# PROBLEM DETAILS
Quote every item below verbatim, keeping each line unchanged.

# EXTRACTED INFORMATION
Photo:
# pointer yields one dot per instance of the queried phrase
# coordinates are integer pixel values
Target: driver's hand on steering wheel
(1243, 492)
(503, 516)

# RESULT OF THIS EXERCISE
Photo:
# pointer yields one dot per instance of the queried phrase
# coordinates are integer pixel values
Target: driver's hand on steering wheel
(1243, 492)
(503, 516)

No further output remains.